:: SHORT PROBLEM ::
In the records below, swap "bus tire" for "bus wheel" wherever it appears, and give all the lines again with nothing else altered.

:: SOURCE DATA ::
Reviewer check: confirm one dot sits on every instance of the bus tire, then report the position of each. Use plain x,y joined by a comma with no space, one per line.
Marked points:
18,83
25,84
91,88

:: SOLUTION FOR THIS TASK ::
Reviewer check: confirm one dot sits on every instance of the bus wheel, then report the position of each. Use plain x,y joined by a comma with no space, one per line.
Marked points:
18,83
25,84
91,88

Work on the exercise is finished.